--- Data provided ---
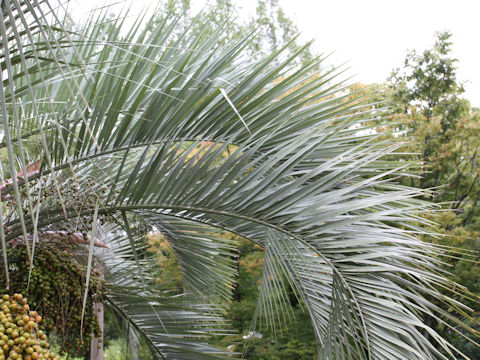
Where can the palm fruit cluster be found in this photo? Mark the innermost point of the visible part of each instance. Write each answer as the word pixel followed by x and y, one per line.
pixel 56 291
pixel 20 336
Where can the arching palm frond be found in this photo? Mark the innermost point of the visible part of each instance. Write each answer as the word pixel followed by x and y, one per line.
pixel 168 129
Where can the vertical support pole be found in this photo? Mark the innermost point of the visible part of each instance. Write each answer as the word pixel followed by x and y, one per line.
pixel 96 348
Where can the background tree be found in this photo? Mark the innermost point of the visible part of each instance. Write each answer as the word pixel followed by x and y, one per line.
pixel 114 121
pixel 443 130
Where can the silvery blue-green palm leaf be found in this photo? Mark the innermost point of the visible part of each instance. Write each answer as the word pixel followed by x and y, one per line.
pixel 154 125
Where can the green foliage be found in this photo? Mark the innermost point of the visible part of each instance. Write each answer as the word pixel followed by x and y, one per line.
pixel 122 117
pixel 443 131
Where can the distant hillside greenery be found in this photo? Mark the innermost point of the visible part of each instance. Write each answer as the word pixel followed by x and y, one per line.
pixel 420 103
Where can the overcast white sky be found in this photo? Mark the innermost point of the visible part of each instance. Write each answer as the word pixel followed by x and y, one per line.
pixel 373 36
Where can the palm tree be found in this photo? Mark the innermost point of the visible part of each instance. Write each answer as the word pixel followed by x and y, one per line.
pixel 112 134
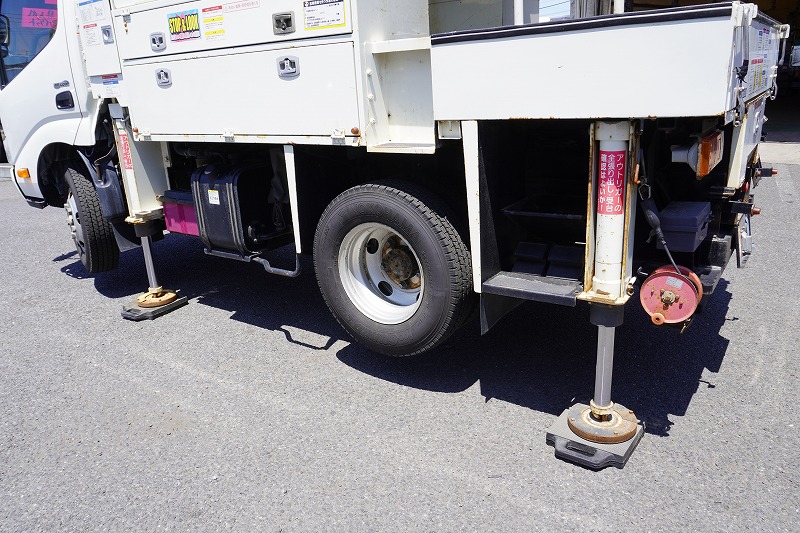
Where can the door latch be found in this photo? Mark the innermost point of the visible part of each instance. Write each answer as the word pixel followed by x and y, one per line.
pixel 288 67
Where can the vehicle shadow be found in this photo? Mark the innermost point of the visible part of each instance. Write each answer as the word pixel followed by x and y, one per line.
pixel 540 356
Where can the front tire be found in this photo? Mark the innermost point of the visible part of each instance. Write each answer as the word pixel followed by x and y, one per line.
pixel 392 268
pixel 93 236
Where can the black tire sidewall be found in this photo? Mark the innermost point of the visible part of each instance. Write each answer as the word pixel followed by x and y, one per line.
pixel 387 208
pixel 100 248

--- What to produce ---
When you reproduce the data shown above, keep each line exact and omit every picture.

--- Exercise response ---
Where can the palm fruit cluster be found in this photo? Mark the innermost point of the visible part of each instance. Write each answer as the word pixel followed by x and y, one per line.
pixel 56 291
pixel 20 336
Where can the arching palm frond be found in this photo? Mark the innermost point of the visible part of each instance. Write each answer as the word pixel followed by x and y, one per line.
pixel 168 129
Where can the vertical support pole be found in this photo? Mark the innermost point of the visible part of each instance. Write each answer as the word pixel followed by x and y, one per line.
pixel 96 348
Where can the background tree be found in this photo? Mark the innermost point of the visible part of each instance. Write each answer as the word pixel followed by x and y, one per line.
pixel 114 121
pixel 443 130
Where can the silvery blue-green palm leaf be found in this photo? Mark the innermost point of the visible part of each instance. Write each answer as the word pixel followed by x and y, one per line.
pixel 154 125
Where can the green foliage be found in this photo? Mark the innermost point of the visible part of each instance. Write each answer as the word pixel followed by x and y, one per line.
pixel 122 117
pixel 443 131
Where can the distant hillside greenery be found in this photo? Mark the innermost point of the visible part of each instance. Write each answer as the word pixel followed by x and y, one per line.
pixel 420 103
Where can the overcast white sky be found in this photo? Mark the innermost point of the visible part of each instance. Write each answer as the word pixel followed by x and y, one per line.
pixel 373 36
Where can the palm tree be found in this photo? Mark the innermost point of the visible part of each instance. Write each answer as the word pixel followed by x and y, one per line.
pixel 112 134
Where can the door latch be found in this photo? Mark the innermost point of the visible part of each instance. Write each answer as the word pixel followed by x and y, one per line.
pixel 288 67
Where can the vehicle shadow be found in this photo? Mark the innermost point of the visible part of each instance. Write each answer as the word pixel followed by x and y, one per line.
pixel 540 356
Where can the front tire be found in this photo? Mark the innermost point of the visible part of each instance. Write each answer as the word pixel followed by x and y, one per line.
pixel 392 268
pixel 93 236
Where can the black tire sidewall be found in this photo? Mark the innermost point of the visible part of each instance. Write each answer as the word pixel followed by x and y, one per line.
pixel 387 208
pixel 100 248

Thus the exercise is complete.